--- Begin SUPPLIED MATERIAL ---
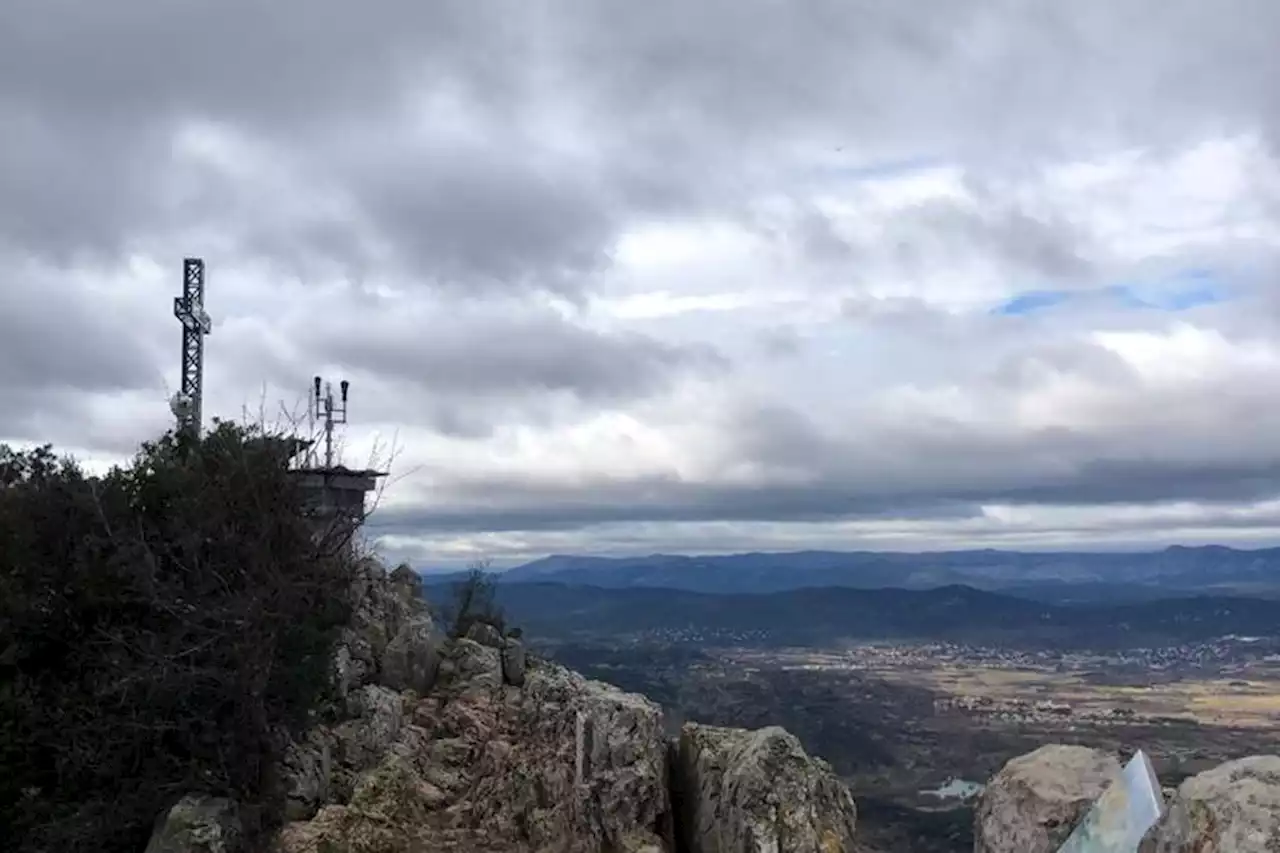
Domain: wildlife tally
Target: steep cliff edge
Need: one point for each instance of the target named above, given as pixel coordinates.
(467, 744)
(1032, 804)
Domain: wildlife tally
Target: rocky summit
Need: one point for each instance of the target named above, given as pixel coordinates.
(474, 744)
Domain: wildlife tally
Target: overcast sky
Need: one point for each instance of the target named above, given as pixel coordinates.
(622, 277)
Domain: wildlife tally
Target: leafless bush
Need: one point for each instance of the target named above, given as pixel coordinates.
(159, 626)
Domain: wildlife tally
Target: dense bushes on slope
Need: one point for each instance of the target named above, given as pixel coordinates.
(159, 628)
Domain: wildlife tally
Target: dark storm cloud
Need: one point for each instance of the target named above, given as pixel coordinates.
(490, 150)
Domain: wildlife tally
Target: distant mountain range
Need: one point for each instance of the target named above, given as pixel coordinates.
(824, 616)
(1054, 576)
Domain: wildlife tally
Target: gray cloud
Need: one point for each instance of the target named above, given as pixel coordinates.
(478, 158)
(53, 341)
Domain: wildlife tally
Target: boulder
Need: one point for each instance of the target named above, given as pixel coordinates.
(485, 634)
(1034, 802)
(758, 792)
(513, 661)
(199, 824)
(412, 656)
(1232, 808)
(563, 765)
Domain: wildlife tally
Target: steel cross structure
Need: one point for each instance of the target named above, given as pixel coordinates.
(190, 308)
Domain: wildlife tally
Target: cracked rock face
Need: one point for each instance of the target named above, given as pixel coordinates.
(758, 792)
(1232, 808)
(1034, 802)
(199, 824)
(562, 765)
(475, 746)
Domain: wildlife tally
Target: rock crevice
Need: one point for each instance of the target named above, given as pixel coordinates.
(470, 744)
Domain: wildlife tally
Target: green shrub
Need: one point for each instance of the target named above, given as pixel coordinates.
(159, 628)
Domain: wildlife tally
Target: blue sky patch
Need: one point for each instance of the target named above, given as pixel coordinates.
(1032, 301)
(1179, 292)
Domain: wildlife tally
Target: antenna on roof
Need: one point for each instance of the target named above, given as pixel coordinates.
(329, 411)
(187, 404)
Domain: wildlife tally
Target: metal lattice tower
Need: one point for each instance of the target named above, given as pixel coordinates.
(190, 308)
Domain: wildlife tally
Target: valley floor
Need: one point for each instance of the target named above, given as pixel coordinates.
(917, 728)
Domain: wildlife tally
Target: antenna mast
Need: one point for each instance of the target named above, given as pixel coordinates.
(329, 413)
(190, 309)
--- End SUPPLIED MATERIAL ---
◆ WORK TO COMPLETE:
Reproduce every line above as written, skipping pictures.

◆ WRITTEN RESPONSE:
Domain: wildlife tally
Target: steep cliff edge
Need: one point for each instance of the target named above, given as pixel coordinates.
(467, 744)
(1032, 804)
Domain: wildlife tally
Target: rocky summit
Need: one point for each instance of the target named above, given as pixel coordinates.
(474, 744)
Domain: wildlife tally
Target: overcast sky
Need: one point for each instance of the target named above, given as pixel coordinates.
(622, 277)
Domain: wildlife tally
Target: leafless bush
Need: one point for each instance of the target named above, given as pixel coordinates.
(159, 626)
Domain: wildlife tally
Target: dense bushes on slope
Need: one point for each instance of the target named above, given as pixel coordinates.
(159, 628)
Domain: wildlife tally
Target: dark storm cloud
Need: one point for each instance of the target named above, given as pixel coordinates.
(490, 150)
Domain: wildlife tally
Target: distant mountain range
Need: one point for each instance of the target named above, given as pixel coordinates.
(824, 616)
(1054, 576)
Domain: wildlife tally
Target: gray cloud
Need: one point for each instance of the target named above, given as pixel coordinates.
(478, 158)
(53, 341)
Domain: wildlife tally
Target: boulder
Need: one point for each instance of the target named above, given as pixel coordinates.
(485, 634)
(1034, 802)
(758, 792)
(513, 661)
(199, 824)
(412, 656)
(1232, 808)
(563, 765)
Domain: wildlife tally
Target: steel cross structure
Need: one point for each instance of the target named above, given as pixel coordinates.
(190, 308)
Domain: wildlife tally
Target: cracked rock face
Need: one point for each instance of the target named above, given as pixel coordinates.
(758, 792)
(1232, 808)
(1034, 802)
(199, 824)
(562, 765)
(475, 746)
Domain: wildlife tally
Target: rock crevice
Need: one point for each instance of the target named above, given as pixel coordinates.
(470, 744)
Domain: wildlife tally
Target: green shrub
Need: one point for each instance of the target named above, given as pixel coordinates.
(159, 628)
Domain: wildlife tally
Target: blue sky patch
Need: one point for each instance of the target named above, given as pixel coordinates.
(1032, 301)
(1179, 292)
Domain: wildlife tally
Target: antenna on roof
Need: one point for each instance of the target named above, given as pixel coordinates.
(329, 411)
(187, 404)
Domain: wildlife tally
Target: metal lattice tower
Need: one point for each instance of the target named above, given as pixel coordinates.
(190, 308)
Domain: wildlife tally
Target: valley floor
Need: one point for each instance of the target named above, given as pixel coordinates.
(917, 728)
Domain: wildlife tally
Target: antenna mast
Need: one point for each instance of the target named above, given as pixel coordinates.
(329, 413)
(190, 309)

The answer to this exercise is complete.